**Prompt:** Where the line containing "Could you please indicate the dark" appears, begin retyping; continue exactly through the final line of the data. Omit every picture.

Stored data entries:
◇ ◇ ◇ ◇ ◇

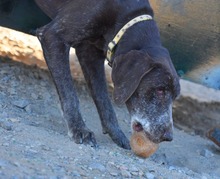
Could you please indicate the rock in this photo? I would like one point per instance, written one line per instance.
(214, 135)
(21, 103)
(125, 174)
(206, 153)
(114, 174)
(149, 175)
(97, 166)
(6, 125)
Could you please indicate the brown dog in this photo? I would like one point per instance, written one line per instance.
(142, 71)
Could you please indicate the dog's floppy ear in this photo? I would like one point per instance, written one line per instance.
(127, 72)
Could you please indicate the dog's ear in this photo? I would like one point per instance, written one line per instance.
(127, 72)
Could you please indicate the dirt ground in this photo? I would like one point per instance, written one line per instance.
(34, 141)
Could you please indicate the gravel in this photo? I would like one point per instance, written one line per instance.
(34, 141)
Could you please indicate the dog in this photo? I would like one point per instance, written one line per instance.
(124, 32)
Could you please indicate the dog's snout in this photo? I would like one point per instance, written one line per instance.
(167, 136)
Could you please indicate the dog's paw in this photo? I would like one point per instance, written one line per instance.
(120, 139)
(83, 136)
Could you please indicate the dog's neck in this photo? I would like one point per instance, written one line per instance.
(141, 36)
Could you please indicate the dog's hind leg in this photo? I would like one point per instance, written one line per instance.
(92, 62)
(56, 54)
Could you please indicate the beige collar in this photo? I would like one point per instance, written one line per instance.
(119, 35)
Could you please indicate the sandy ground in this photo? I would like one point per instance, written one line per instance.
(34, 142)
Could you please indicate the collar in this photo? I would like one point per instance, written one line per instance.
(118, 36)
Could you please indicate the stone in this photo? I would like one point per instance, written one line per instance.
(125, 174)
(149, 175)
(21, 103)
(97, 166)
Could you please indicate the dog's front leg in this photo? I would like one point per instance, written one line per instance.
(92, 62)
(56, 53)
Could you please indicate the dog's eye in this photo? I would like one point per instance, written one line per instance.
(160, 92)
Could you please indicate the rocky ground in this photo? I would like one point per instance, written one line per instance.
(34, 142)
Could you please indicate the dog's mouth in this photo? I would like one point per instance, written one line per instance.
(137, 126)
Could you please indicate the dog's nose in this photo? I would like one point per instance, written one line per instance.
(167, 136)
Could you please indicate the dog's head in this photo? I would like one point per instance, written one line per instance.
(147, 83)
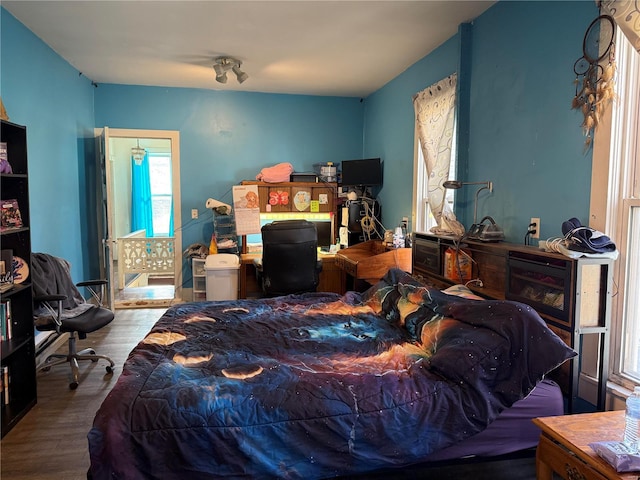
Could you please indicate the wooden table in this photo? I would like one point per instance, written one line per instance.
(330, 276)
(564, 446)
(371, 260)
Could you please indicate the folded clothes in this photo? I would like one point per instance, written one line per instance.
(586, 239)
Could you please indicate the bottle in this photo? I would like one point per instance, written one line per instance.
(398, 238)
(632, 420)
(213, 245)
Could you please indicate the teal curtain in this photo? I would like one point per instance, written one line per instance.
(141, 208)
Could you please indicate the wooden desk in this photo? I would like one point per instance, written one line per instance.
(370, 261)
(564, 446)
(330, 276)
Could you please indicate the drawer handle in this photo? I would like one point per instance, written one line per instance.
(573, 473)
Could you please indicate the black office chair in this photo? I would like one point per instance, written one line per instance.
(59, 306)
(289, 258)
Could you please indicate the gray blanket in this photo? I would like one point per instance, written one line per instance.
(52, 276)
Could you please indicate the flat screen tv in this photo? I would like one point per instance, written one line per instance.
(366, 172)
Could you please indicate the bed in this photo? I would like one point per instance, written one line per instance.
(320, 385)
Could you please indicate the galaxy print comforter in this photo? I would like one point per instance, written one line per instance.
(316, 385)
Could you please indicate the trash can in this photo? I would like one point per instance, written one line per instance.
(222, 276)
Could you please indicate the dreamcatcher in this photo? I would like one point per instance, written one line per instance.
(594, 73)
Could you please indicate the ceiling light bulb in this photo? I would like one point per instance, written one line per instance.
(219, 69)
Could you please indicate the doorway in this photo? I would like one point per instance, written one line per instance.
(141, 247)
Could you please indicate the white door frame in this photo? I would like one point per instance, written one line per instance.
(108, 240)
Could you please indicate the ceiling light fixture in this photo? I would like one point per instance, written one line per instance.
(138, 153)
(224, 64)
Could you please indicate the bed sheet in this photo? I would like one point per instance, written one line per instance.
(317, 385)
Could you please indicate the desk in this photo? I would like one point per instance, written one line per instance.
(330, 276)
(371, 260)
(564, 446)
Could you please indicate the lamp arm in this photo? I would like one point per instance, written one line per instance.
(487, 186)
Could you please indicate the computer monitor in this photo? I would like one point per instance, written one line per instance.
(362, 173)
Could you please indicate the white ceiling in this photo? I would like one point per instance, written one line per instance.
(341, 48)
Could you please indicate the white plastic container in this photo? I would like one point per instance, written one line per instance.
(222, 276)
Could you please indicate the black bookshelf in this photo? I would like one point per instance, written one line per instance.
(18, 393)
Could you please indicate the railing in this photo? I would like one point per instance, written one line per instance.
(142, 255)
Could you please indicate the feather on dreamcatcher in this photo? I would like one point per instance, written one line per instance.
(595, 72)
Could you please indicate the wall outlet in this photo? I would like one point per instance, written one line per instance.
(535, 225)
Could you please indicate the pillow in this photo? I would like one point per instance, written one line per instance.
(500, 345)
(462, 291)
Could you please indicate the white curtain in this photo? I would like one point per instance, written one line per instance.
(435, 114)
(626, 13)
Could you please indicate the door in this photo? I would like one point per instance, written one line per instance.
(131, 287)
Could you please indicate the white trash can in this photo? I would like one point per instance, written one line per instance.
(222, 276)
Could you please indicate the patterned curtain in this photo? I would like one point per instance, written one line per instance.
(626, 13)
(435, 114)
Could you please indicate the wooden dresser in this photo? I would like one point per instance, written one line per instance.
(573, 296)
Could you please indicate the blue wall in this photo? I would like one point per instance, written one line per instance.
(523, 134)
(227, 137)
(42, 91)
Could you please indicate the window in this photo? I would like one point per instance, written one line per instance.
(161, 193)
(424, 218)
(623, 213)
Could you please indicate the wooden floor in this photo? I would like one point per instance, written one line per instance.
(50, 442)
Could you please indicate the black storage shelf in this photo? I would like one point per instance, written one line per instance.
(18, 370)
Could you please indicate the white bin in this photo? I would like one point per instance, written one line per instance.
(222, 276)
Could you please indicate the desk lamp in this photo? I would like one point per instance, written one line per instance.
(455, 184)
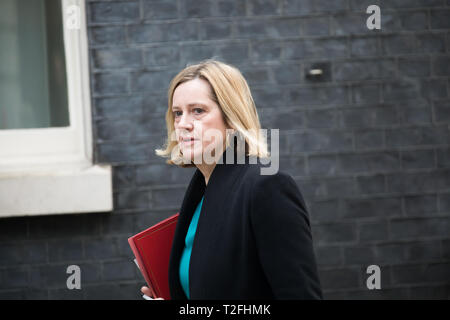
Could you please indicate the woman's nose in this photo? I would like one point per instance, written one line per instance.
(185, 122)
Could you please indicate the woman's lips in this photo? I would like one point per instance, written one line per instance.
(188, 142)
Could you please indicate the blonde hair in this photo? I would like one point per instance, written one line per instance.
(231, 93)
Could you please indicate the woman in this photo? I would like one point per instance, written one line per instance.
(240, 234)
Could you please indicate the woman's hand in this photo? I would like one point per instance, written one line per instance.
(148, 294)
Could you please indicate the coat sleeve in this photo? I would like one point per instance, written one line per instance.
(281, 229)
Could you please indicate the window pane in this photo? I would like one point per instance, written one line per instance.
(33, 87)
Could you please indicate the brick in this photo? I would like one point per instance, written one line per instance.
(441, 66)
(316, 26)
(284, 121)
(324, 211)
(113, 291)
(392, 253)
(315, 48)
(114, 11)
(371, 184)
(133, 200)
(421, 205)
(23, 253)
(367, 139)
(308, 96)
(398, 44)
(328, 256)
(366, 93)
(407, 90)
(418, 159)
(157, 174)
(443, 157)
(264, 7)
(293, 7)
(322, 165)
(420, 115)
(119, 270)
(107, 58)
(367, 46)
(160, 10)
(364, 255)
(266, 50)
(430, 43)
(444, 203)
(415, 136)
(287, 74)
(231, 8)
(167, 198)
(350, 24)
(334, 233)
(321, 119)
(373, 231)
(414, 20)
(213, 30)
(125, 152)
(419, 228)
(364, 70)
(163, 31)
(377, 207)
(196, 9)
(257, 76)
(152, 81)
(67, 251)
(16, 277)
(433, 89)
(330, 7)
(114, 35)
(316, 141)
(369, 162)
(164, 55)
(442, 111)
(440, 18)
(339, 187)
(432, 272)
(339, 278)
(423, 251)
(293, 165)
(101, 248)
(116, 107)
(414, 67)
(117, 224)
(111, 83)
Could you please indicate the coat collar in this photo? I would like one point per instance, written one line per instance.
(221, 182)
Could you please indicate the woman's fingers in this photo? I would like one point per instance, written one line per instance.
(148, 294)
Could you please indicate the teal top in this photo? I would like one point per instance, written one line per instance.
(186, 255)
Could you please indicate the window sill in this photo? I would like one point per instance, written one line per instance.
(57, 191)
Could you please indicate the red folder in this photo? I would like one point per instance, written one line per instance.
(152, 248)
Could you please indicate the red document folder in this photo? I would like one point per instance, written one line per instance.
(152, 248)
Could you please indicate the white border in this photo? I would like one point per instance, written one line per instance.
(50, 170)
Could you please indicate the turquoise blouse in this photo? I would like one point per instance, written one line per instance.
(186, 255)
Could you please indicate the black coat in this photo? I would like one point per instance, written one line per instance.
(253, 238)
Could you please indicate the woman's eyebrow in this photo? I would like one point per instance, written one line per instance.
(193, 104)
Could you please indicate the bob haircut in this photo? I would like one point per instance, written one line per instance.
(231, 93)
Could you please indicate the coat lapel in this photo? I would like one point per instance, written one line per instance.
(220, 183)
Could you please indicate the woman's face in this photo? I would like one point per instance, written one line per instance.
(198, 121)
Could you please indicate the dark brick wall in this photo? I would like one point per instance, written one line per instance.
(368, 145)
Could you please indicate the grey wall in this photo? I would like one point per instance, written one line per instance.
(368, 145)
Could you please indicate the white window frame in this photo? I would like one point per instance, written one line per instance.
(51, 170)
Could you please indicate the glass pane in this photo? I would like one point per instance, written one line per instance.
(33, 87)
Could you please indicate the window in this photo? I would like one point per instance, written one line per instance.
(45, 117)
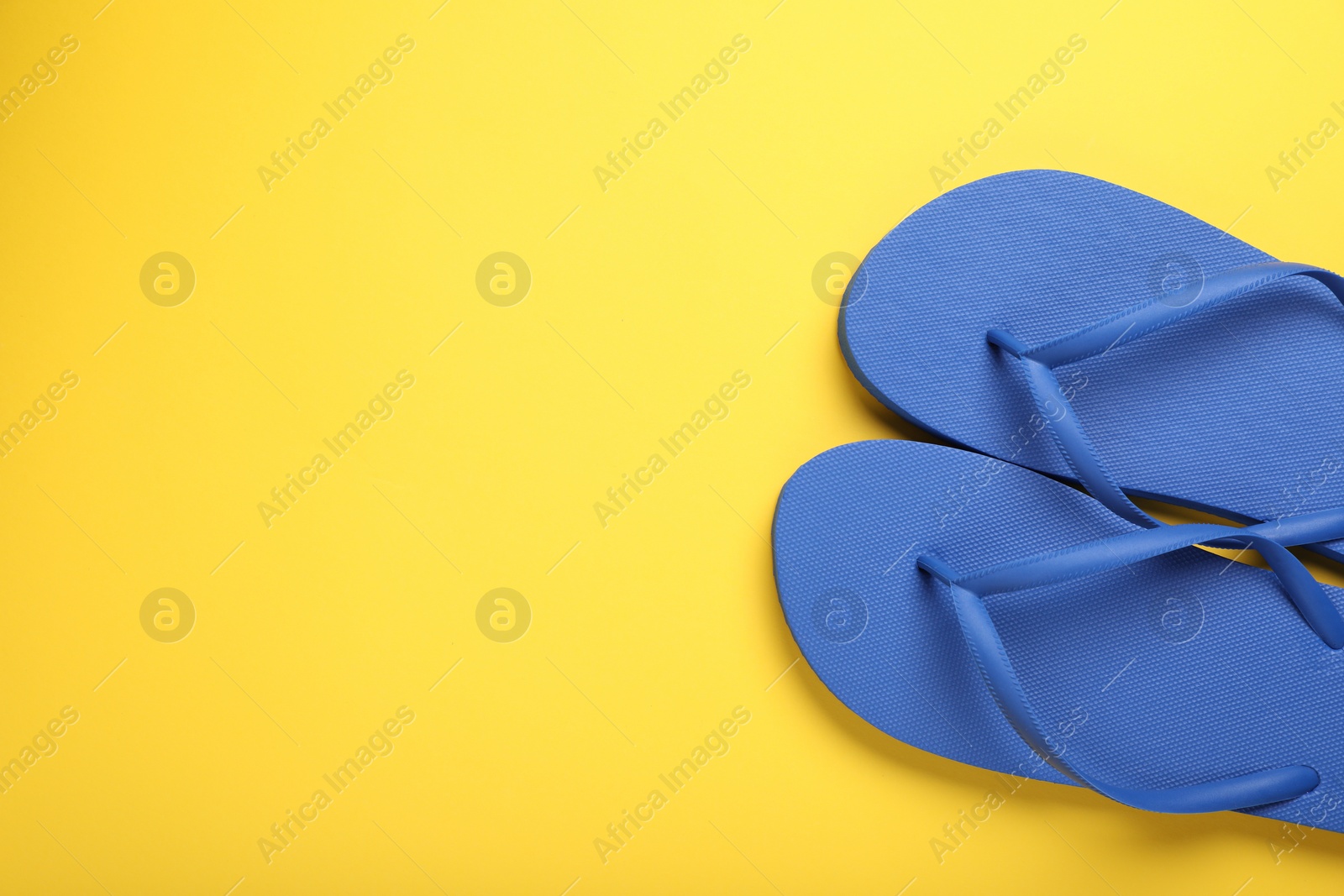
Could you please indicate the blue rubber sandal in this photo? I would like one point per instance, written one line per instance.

◇ ◇ ◇ ◇ ◇

**Solution to the exercise:**
Could you please indicate the dark brick wall in this photo? I would like one point per instance, written one line per instance.
(368, 145)
Could you please indicate the grey wall in this photo? I would like one point per instance, written one line per instance.
(368, 145)
Could you please indicate the white window frame in this photo? I would like one point per instance, written one line per instance.
(51, 170)
Could you please indicate the glass pane in this photo? I would like one point per instance, written one line per instance.
(33, 87)
Could you please indicate the window in this photo? I would like one point per instance, written one line per instance.
(45, 117)
Could you please indicate the blue rubber sandal in this photo? I would like one point per instance, written one line per instance.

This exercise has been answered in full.